Der Transhumanismus in all seinen Varianten ist eine teuflische Fiktion und eine Sünde gegen die persönliche Würde des Menschen, auch wenn er in Form des Transsexualismus mit Begriffen wie „selbstbestimmte Geschlechtsumwandlung“ überspielt wird. Für Lehre und Praxis legt die römische Kirche klar fest: „Die Prostituierte, der Hurer, der Verstümmler und jeder, der etwas tut, was nicht gesagt ist [1 Kor 6,6–20], wird [vom Katechumenat und der Taufe] ausgeschlossen“ (Traditio Apostolica 16).
Die „gesunde Lehre“ (1 Tim 4,3) ist ein gesundes pastorales Motiv
Das seelsorgerliche Motiv, Sünder, die gegen das sechste und neunte Gebot des Dekalogs verstoßen, mit möglichst viel „Sanftmut und Verständnis“ zu behandeln, ist nur dann lobenswert, wenn der Seelsorger nicht wie ein schlechter Arzt seinen Patienten über die Schwere seiner Krankheit täuscht, sondern wenn der gute Hirte „sich mehr mit dem Himmel freut über einen Sünder, der Buße tut, als über neunundneunzig Gerechte, die [wegen falscher Selbsteinschätzung] nicht umzukehren brauchen“ (Lk 15,6). Auch hier muß ein grundlegender Unterschied gemacht werden zwischen dem (einmaligen) Sakrament der Taufe, das alle früheren Sünden auslöscht und uns den dauerhaften Charakter der Eingliederung in den Leib Christi verleiht, und dem (wiederholbaren) Sakrament der Buße, durch das uns die nach der Taufe begangenen Sünden vergeben werden.

☆ ☆ ☆ ☆

Führe den Text über Seelsorge, Taufe und Buße im Anschluss an seinen letzten Satz weiter.

DATENAUSZÜGE:
☆ ☆ ☆ ☆

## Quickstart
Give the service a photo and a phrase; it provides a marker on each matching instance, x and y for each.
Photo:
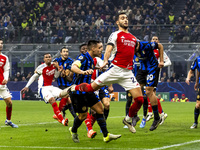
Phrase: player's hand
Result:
(55, 63)
(110, 89)
(187, 81)
(24, 90)
(196, 86)
(104, 65)
(4, 82)
(88, 72)
(161, 64)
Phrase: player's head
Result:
(1, 44)
(64, 52)
(95, 47)
(83, 48)
(155, 39)
(122, 20)
(47, 58)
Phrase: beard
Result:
(123, 26)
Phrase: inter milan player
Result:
(47, 91)
(64, 80)
(4, 91)
(121, 44)
(148, 74)
(83, 69)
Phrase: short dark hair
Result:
(120, 13)
(92, 43)
(63, 48)
(84, 44)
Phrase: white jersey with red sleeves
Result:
(123, 50)
(167, 61)
(46, 75)
(4, 66)
(97, 63)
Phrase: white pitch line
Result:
(176, 145)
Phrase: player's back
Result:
(123, 49)
(46, 75)
(4, 65)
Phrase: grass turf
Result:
(38, 130)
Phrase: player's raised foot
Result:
(91, 134)
(56, 118)
(135, 120)
(66, 122)
(74, 136)
(193, 126)
(110, 137)
(130, 127)
(9, 123)
(149, 117)
(155, 124)
(163, 117)
(143, 123)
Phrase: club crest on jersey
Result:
(1, 63)
(49, 73)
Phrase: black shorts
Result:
(148, 77)
(103, 92)
(81, 102)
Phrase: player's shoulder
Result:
(3, 56)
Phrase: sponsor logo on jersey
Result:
(49, 73)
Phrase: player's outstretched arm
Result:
(161, 63)
(31, 80)
(187, 80)
(107, 54)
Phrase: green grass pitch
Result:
(38, 130)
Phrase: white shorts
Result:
(4, 92)
(47, 92)
(121, 76)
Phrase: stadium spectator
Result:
(175, 98)
(183, 98)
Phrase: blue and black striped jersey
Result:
(66, 65)
(196, 65)
(87, 63)
(146, 55)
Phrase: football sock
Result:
(145, 106)
(128, 104)
(196, 115)
(102, 124)
(155, 112)
(88, 122)
(106, 112)
(62, 103)
(149, 106)
(84, 87)
(8, 112)
(159, 106)
(57, 111)
(71, 109)
(93, 118)
(135, 107)
(77, 124)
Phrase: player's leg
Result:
(8, 102)
(196, 113)
(77, 123)
(57, 112)
(135, 107)
(5, 94)
(98, 107)
(153, 99)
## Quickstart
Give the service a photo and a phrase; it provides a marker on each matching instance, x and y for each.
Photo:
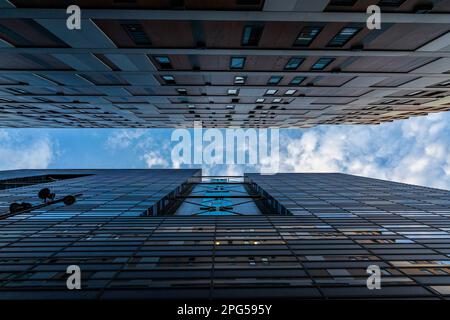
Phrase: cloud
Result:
(412, 151)
(25, 150)
(154, 159)
(123, 138)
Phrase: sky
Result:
(413, 151)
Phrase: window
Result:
(343, 36)
(443, 84)
(239, 80)
(390, 3)
(306, 36)
(342, 2)
(251, 35)
(290, 92)
(414, 93)
(293, 63)
(169, 79)
(136, 33)
(237, 62)
(274, 79)
(322, 63)
(164, 62)
(297, 80)
(270, 92)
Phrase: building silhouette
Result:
(174, 234)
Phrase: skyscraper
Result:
(247, 63)
(160, 234)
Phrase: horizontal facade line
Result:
(194, 86)
(232, 52)
(224, 72)
(211, 96)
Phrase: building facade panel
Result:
(317, 240)
(180, 59)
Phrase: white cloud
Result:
(23, 151)
(154, 159)
(412, 151)
(123, 138)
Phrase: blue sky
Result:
(412, 151)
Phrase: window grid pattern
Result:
(340, 224)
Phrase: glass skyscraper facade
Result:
(296, 236)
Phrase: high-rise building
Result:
(159, 234)
(247, 63)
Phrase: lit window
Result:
(239, 80)
(297, 80)
(343, 36)
(274, 79)
(414, 93)
(237, 62)
(164, 62)
(169, 79)
(342, 2)
(290, 92)
(293, 63)
(251, 35)
(322, 63)
(443, 84)
(306, 36)
(390, 3)
(136, 33)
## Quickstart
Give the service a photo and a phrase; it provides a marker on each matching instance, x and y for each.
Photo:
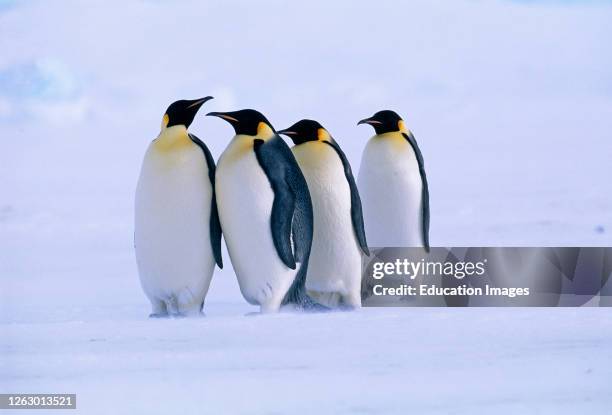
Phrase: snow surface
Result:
(510, 102)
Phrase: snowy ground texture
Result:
(511, 104)
(376, 361)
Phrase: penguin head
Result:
(182, 112)
(306, 130)
(246, 122)
(385, 121)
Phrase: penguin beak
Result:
(286, 132)
(197, 103)
(224, 115)
(369, 121)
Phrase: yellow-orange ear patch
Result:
(165, 121)
(264, 131)
(322, 134)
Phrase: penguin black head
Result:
(182, 112)
(247, 122)
(385, 121)
(304, 131)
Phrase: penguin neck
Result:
(264, 132)
(171, 138)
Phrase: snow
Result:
(425, 361)
(510, 103)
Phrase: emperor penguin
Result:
(393, 185)
(266, 213)
(334, 270)
(177, 230)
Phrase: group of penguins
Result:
(292, 218)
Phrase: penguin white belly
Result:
(244, 198)
(335, 258)
(390, 187)
(172, 236)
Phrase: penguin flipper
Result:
(356, 209)
(425, 188)
(215, 223)
(274, 166)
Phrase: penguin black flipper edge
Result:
(215, 224)
(425, 188)
(291, 212)
(283, 206)
(356, 209)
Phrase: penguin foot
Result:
(159, 315)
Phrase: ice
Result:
(510, 103)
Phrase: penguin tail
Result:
(298, 296)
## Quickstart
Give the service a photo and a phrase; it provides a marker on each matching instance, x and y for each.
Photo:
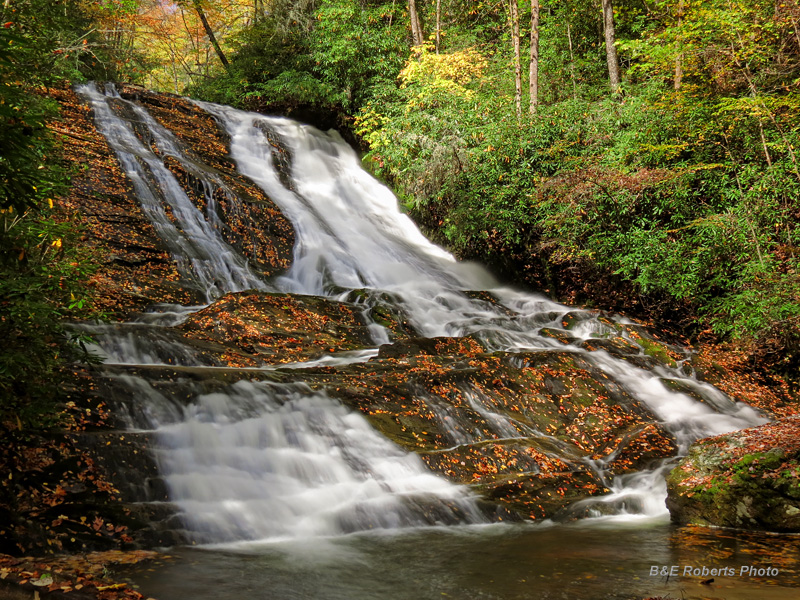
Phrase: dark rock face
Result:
(531, 432)
(748, 479)
(136, 270)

☆ ☆ ☆ ☆

ANTWORT:
In Übereinstimmung mit der Sorge der Kirche um das Heil ist es immer richtig, daß ein Kind getauft werden kann und soll, dessen katholische Erziehung von den Verantwortlichen, insbesondere durch ein vorbildliches Leben, gewährleistet werden kann.
Die Kirche kann jedoch keinen Zweifel an dem natürlichen Recht des Kindes lassen, bei seinen leiblichen Eltern oder notfalls bei seinen Adoptiveltern aufzuwachsen, die moralisch und rechtmäßig deren Platz einnehmen. Jede Form der Leihmutterschaft oder der Produktion eines Kindes in einem Labor (als Ding) zur Befriedigung selbstsüchtiger Wünsche ist aus katholischer Sicht eine schwere Verletzung der persönlichen Würde eines Menschen, den Gott durch seine eigene Mutter und seinen eigenen Vater körperlich und geistig ins Dasein erschafft, um ihn rufen, ein Kind Gottes im ewigen Leben zu sein.
Warum Gott die Kirche nur durch den rechten Glauben baut
Im Zusammenhang mit der Synode über die Synodalität wurde oft die biblische Formulierung verwendet: „Wer Ohren hat, der höre, was der Geist den Gemeinden sagt“ (Offb 2,11). Gemeint ist im letzten Buch der Heiligen Schrift die „Treue zum Wort Gottes und zum Zeugnis von Jesus Christus“ (Offb 1,2). Der Verfasser der Traditio Apostolica von Rom der Apostel Petrus und Paulus ist davon überzeugt, daß „die Erbauung der Kirche durch die Annahme des rechten Glaubens erreicht wird“.
Er schließt sein Werk mit den bedenkenswerten Worten: „Denn wenn jeder auf die apostolische Überlieferung hört, ihr folgt und sie beachtet, wird uns kein Häretiker oder sonst jemand in die Irre führen können. Denn die vielen Häresien sind entstanden, weil die Vorsteher [Bischöfe] sich nicht nach der Lehre der Apostel belehren lassen wollten, sondern nach eigenem Gutdünken handelten und nicht, wie es zweckmäßig war. Wenn wir etwas vergessen haben, Geliebte, wird Gott es denen offenbaren, die würdig sind. Denn er leitet die Kirche, damit sie in die Zuflucht seiner Ruhe gelangt“ (Traditio Apostolica 43).